EXERCISE OBJECTIVE ::
Print the material below line for line, leaving every character unchanged.

Coordinate annotation records
◇ ◇ ◇

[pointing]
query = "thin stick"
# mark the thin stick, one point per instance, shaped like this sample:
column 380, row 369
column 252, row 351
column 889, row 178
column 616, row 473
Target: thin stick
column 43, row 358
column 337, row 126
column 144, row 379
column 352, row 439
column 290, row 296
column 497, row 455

◇ ◇ ◇

THE SOLUTION ::
[pointing]
query = "thin stick"
# mark the thin stick, one point per instance, shaped like this sample:
column 380, row 369
column 252, row 351
column 889, row 178
column 616, row 473
Target: thin stick
column 43, row 358
column 337, row 126
column 144, row 379
column 352, row 439
column 290, row 296
column 497, row 455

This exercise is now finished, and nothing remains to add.